▶
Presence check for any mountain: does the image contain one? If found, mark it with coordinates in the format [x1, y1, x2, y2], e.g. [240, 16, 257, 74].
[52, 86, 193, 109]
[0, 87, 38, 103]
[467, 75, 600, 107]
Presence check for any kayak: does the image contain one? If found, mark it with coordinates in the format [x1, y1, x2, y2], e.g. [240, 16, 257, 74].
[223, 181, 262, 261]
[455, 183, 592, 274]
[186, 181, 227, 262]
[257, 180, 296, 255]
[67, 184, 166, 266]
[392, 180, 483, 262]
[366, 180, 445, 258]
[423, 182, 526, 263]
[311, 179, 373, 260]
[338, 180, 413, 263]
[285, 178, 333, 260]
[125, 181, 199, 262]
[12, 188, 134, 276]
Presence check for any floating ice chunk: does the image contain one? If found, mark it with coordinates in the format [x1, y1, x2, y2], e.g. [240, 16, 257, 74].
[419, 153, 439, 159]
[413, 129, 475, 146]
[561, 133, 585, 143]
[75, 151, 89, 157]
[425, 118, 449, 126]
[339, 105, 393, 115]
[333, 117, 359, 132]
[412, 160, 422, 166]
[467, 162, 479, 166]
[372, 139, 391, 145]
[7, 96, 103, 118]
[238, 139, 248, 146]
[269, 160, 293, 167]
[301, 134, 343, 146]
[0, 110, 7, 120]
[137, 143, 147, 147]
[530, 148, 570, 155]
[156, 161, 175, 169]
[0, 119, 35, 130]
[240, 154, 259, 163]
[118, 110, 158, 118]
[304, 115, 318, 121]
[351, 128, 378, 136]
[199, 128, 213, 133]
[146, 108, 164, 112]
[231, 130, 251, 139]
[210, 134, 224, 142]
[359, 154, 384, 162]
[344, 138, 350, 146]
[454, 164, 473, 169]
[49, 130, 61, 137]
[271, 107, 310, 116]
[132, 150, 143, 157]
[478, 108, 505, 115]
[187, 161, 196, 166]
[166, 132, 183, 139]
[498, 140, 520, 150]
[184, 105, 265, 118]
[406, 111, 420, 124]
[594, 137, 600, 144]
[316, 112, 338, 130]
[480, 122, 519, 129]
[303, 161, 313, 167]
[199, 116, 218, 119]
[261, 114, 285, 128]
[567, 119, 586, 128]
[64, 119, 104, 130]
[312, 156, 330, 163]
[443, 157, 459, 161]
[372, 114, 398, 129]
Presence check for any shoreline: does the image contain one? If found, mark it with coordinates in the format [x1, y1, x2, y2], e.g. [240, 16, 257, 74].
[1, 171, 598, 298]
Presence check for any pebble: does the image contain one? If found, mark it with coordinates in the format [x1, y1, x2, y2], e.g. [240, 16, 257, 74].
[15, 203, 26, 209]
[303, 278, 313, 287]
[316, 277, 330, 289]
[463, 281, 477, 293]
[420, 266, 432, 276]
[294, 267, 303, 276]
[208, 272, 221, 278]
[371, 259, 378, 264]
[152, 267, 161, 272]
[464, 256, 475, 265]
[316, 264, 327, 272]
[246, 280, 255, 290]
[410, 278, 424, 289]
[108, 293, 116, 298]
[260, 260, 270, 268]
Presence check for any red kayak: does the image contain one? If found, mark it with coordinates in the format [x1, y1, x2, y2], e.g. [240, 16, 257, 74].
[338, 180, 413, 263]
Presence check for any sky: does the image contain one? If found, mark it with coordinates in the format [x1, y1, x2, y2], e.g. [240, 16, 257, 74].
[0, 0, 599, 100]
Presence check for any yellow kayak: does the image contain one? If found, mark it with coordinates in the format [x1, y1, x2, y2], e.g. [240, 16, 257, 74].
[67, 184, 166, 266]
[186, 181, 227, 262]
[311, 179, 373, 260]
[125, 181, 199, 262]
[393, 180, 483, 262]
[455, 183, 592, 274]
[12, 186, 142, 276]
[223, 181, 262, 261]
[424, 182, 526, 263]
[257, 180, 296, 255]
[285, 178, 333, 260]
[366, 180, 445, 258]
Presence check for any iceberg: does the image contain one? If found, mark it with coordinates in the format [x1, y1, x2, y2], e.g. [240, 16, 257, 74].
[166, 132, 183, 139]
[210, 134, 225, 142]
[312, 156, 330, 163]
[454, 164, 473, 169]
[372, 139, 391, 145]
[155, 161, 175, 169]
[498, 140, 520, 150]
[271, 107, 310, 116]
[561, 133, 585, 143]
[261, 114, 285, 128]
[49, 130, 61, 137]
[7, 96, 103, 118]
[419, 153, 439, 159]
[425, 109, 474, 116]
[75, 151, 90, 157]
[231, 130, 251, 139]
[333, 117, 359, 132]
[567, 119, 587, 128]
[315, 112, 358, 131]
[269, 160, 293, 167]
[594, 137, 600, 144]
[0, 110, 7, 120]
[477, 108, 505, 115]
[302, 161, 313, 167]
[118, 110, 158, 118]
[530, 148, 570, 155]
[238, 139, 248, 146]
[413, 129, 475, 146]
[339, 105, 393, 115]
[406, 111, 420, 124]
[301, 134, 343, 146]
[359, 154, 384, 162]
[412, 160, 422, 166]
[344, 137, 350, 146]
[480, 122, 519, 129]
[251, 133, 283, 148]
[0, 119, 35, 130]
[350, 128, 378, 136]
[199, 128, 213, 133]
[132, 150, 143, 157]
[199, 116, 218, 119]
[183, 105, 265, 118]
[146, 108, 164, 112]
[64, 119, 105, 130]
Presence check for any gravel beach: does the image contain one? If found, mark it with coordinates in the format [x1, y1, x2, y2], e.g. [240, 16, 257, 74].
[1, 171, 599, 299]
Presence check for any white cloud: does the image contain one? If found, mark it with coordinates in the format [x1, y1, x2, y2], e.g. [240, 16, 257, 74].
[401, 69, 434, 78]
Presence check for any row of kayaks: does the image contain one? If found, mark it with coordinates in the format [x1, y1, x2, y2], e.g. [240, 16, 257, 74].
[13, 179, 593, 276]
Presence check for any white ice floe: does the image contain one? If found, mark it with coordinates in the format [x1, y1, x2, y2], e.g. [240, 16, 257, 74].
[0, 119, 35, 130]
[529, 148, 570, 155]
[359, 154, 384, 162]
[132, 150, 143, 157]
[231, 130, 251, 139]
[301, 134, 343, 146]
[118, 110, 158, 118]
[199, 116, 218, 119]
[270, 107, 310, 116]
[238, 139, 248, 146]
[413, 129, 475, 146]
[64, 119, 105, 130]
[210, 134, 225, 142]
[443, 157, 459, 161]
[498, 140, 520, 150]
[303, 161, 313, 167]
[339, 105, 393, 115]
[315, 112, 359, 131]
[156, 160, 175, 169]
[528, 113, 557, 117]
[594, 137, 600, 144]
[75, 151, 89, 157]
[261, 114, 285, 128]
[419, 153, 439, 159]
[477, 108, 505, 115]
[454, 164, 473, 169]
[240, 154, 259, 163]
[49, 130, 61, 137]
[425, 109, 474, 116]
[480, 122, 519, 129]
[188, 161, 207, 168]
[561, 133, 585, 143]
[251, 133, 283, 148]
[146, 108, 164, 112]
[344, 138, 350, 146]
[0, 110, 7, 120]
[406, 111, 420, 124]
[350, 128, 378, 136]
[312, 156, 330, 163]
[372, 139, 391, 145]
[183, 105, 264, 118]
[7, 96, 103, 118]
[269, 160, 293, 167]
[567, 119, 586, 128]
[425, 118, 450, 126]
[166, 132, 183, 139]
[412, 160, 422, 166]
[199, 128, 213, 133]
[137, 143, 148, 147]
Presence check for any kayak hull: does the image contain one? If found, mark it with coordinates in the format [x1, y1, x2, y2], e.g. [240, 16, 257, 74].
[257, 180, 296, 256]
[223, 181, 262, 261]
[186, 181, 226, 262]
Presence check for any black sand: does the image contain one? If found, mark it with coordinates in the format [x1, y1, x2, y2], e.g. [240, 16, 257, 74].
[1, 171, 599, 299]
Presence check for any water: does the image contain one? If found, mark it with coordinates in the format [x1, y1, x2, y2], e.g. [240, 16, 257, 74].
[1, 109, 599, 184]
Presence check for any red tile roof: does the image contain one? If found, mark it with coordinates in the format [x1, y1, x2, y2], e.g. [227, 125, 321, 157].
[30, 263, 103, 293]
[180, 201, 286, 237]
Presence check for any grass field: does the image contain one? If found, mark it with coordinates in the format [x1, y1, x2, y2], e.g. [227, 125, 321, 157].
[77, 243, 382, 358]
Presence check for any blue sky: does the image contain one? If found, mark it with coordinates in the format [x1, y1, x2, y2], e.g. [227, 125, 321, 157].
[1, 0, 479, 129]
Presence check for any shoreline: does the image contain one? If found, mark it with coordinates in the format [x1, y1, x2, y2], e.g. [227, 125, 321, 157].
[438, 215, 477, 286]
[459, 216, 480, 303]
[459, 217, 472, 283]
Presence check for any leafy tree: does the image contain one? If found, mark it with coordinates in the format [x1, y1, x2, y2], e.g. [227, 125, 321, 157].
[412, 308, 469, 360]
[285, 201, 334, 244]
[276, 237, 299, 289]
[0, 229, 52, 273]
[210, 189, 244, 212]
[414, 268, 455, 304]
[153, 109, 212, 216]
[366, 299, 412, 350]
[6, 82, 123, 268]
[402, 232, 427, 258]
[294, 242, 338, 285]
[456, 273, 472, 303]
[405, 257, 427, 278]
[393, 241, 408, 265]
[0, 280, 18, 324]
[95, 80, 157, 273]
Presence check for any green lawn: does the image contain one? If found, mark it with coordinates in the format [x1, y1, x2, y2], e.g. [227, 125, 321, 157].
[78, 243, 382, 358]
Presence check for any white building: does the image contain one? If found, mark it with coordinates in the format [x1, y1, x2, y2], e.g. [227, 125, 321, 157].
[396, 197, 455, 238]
◀
#### Problem description:
Return word for word the line with "Presence check for any grass" and every line after it through the end of the records above.

#### Reply to the task:
Presence check for any grass field: does the image contain one? If found, mark it with coordinates in the format [x1, y1, x2, y2], e.g. [227, 125, 321, 157].
[77, 243, 382, 358]
Presence check for any blue sky: does the image contain one? If found, mark it with coordinates in the format [x1, y1, x2, y2], e.g. [227, 125, 321, 157].
[1, 0, 479, 129]
Presence check for any shoreline: does the image contain one? If found, mark it with coordinates in the format [x1, y1, x2, y2], e.g. [227, 125, 321, 157].
[438, 215, 477, 286]
[459, 216, 480, 303]
[459, 217, 472, 283]
Presence check for any leafy tree: does the image contain one? If found, mark it with coordinates in the format [x1, y1, x2, y2], e.g. [227, 125, 321, 157].
[412, 308, 469, 360]
[285, 201, 334, 244]
[276, 237, 299, 289]
[0, 229, 52, 273]
[210, 189, 244, 212]
[414, 268, 455, 304]
[153, 109, 212, 216]
[366, 299, 412, 350]
[6, 82, 123, 268]
[402, 232, 427, 258]
[294, 242, 338, 285]
[456, 273, 472, 303]
[405, 257, 427, 278]
[393, 241, 408, 265]
[0, 280, 18, 324]
[95, 80, 157, 273]
Presence check for any green lawn: does the image contain one? If found, mark it with coordinates in the format [x1, y1, x2, y2], e.g. [227, 125, 321, 157].
[78, 243, 382, 358]
Presence check for any white building: does the image contain one? If found, mark it with coordinates in the format [x1, y1, x2, y2], e.g. [227, 125, 321, 157].
[396, 197, 455, 238]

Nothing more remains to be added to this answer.